The main role of the Power Lever X is removing or fitting the quick links supplied with the majority of chains these days.
Swapping chainsets fairly often on my bike for testing purposes means I have developed a selection of chains to cover the various sizes of chainrings. Depending on the time of year the quick links can be stubborn to move (I'm not the most fastidious chain cleaner or luber...) and found this tool really quick and simple to use.
Because the two sides are separate entities, you can spin them round to make the pliers either open or close when you squeeze the handles. Locating pins keep everything in position. The bit that actually moves the quick link is hardened steel for strength, as are the locating pins. Everything else is engineering-grade polymer.
Stored inside the grey handle is a chain hook to keep the chain together when the quick link isn't in place, and there's room to store a quick link in there too. It's worth pointing out that if your chain actually snaps while you're out riding, you will need a separate chain tool to remove the pins/snapped link before fitting a quick link.
By day they may be mild-mannered pliers, but by night the Power Lever X is secretly a pair of tyre levers. Or by day – that's actually fine.
Their shape works well and they're definitely stiff enough to ease a bead off its rim. They're actually so stiff I sometimes found it difficult to bend the tip in and under a tight-fitting bead. That was pretty rare though.
If you are not wearing gloves, the shaping where they locate against each other really digs into your hands, so they aren't the most comfortable to use on stubborn rubber.

### [Entries]
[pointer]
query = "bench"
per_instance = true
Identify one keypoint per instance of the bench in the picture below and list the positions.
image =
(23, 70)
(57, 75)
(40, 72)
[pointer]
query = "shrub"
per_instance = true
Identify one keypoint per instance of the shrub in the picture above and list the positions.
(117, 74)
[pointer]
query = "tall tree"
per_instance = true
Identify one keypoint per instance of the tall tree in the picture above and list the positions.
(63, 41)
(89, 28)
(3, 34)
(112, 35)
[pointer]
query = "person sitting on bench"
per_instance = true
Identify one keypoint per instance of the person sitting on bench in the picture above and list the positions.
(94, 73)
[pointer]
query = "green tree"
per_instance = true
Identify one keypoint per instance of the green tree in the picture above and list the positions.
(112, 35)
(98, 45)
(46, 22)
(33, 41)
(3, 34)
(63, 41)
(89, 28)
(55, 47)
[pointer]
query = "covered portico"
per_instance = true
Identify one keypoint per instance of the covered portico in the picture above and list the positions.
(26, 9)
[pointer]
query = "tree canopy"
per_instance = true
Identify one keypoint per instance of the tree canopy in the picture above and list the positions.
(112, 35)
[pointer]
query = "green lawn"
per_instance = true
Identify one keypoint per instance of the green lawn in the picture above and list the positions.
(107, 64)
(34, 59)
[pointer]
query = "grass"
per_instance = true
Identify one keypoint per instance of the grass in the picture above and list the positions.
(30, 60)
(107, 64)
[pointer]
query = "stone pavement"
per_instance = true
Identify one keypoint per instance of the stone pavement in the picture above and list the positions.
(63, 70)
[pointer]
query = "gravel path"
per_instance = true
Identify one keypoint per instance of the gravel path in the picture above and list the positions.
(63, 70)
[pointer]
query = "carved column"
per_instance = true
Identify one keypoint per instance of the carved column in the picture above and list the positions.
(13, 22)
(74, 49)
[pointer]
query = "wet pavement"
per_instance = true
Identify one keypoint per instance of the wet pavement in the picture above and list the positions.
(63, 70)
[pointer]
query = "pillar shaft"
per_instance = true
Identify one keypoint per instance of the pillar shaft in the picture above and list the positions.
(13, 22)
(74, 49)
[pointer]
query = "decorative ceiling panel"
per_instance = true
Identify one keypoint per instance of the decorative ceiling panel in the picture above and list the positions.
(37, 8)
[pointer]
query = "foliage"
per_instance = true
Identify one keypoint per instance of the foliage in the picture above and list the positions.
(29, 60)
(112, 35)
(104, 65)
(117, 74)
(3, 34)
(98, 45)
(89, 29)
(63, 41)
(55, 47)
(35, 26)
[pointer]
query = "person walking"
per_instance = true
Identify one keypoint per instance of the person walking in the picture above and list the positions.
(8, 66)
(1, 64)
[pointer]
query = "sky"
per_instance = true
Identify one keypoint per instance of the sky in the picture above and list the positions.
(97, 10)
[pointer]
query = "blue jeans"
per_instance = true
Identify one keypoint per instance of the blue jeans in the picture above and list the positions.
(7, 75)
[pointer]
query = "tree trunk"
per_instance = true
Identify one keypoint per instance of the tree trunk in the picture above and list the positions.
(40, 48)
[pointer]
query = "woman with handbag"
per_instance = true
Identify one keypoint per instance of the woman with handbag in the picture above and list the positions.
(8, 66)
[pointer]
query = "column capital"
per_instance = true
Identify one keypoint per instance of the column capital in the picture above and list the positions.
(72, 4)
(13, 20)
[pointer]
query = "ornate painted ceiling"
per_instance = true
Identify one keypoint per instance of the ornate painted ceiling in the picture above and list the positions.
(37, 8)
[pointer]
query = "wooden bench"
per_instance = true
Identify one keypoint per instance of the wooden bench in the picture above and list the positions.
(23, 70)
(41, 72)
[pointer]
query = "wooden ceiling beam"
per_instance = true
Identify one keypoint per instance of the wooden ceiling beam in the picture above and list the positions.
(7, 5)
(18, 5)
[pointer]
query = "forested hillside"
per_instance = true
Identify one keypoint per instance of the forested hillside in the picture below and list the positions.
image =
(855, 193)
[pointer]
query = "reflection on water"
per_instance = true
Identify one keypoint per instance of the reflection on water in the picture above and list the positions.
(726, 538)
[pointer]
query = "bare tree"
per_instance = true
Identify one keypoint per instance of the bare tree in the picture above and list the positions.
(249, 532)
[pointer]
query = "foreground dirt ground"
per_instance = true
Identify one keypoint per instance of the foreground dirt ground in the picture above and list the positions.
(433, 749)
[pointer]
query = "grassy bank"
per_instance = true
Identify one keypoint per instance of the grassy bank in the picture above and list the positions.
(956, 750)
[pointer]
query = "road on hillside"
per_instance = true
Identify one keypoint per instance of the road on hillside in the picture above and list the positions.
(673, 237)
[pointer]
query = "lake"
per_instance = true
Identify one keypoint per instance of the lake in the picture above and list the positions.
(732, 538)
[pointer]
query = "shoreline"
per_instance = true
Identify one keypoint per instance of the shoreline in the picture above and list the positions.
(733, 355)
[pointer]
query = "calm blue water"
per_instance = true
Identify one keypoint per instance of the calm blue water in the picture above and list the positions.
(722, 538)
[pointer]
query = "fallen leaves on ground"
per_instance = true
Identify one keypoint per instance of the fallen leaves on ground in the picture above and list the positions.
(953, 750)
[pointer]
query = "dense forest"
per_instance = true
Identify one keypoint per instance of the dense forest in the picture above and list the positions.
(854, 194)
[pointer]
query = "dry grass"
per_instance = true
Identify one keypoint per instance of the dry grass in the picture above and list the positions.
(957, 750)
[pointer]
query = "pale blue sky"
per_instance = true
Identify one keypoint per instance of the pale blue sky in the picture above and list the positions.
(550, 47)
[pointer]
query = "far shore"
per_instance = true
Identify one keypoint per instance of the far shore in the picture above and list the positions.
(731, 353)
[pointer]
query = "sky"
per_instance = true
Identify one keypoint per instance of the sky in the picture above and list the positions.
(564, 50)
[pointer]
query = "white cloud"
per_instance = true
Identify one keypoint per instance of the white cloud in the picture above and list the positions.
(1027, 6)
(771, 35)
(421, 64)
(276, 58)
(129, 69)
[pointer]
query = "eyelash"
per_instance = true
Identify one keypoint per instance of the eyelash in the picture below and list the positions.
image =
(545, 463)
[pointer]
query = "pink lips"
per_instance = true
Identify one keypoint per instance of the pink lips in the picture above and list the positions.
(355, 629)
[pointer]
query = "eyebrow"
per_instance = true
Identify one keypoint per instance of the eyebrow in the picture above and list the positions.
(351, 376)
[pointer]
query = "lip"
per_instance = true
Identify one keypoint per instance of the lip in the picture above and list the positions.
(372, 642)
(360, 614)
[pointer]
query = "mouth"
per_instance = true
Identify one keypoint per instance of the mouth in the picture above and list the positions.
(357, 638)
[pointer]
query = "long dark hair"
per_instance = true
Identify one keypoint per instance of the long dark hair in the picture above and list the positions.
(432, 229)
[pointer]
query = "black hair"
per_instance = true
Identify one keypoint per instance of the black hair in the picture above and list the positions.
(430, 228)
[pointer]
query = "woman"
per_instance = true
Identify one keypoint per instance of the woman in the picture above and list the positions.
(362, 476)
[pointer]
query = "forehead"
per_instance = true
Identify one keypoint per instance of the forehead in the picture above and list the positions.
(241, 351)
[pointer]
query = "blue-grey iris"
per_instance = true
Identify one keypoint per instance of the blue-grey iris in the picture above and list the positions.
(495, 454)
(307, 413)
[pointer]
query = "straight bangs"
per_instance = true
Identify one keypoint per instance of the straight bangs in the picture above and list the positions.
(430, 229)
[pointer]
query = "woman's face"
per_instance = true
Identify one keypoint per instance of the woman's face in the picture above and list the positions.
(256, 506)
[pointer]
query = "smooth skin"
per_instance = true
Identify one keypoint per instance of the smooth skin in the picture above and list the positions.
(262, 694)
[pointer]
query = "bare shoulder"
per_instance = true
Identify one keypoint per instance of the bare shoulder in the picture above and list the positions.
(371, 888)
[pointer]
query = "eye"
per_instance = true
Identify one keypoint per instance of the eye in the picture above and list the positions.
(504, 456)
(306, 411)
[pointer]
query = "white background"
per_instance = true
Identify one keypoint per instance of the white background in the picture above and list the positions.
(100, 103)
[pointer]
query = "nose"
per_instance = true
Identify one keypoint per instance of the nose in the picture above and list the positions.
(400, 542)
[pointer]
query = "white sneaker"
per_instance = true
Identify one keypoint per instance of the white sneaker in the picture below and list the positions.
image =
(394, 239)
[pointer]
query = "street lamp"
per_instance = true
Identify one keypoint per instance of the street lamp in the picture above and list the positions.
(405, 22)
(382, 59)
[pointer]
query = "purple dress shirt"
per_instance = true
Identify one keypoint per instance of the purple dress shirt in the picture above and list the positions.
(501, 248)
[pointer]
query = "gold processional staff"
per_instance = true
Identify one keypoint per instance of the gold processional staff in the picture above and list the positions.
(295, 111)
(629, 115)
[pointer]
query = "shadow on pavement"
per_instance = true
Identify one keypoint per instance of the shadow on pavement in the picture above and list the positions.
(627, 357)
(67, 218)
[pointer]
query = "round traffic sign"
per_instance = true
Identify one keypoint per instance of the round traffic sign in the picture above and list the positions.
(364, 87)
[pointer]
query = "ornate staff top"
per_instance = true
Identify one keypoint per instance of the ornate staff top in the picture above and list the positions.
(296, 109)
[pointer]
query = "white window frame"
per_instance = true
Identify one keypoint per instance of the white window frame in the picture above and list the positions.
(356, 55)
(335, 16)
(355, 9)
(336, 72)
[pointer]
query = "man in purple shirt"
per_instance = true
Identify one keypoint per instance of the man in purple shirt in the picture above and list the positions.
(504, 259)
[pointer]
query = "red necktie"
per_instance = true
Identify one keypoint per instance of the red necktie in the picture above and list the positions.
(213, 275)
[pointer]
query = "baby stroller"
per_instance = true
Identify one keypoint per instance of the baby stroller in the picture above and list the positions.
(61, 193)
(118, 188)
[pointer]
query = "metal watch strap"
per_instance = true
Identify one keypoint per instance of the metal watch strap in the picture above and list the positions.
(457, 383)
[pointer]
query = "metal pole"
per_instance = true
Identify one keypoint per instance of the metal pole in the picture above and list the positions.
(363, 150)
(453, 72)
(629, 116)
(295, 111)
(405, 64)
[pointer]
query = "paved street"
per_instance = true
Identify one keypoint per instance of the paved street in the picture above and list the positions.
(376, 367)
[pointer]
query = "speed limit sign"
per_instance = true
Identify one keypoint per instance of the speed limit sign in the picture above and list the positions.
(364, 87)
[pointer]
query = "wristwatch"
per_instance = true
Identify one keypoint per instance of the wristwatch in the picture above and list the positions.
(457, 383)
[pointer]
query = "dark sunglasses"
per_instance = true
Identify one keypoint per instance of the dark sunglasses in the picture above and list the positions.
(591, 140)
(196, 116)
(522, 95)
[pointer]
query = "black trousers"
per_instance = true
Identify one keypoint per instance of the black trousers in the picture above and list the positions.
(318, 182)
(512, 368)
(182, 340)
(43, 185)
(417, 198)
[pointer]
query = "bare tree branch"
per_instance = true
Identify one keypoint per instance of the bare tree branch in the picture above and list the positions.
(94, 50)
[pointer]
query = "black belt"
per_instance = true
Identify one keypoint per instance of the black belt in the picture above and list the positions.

### [Task description]
Copy out the whole Power Lever X text above, word for word.

### [Exercise result]
The main role of the Power Lever X is removing or fitting the quick links supplied with the majority of chains these days.
Swapping chainsets fairly often on my bike for testing purposes means I have developed a selection of chains to cover the various sizes of chainrings. Depending on the time of year the quick links can be stubborn to move (I'm not the most fastidious chain cleaner or luber...) and found this tool really quick and simple to use.
Because the two sides are separate entities, you can spin them round to make the pliers either open or close when you squeeze the handles. Locating pins keep everything in position. The bit that actually moves the quick link is hardened steel for strength, as are the locating pins. Everything else is engineering-grade polymer.
Stored inside the grey handle is a chain hook to keep the chain together when the quick link isn't in place, and there's room to store a quick link in there too. It's worth pointing out that if your chain actually snaps while you're out riding, you will need a separate chain tool to remove the pins/snapped link before fitting a quick link.
By day they may be mild-mannered pliers, but by night the Power Lever X is secretly a pair of tyre levers. Or by day – that's actually fine.
Their shape works well and they're definitely stiff enough to ease a bead off its rim. They're actually so stiff I sometimes found it difficult to bend the tip in and under a tight-fitting bead. That was pretty rare though.
If you are not wearing gloves, the shaping where they locate against each other really digs into your hands, so they aren't the most comfortable to use on stubborn rubber.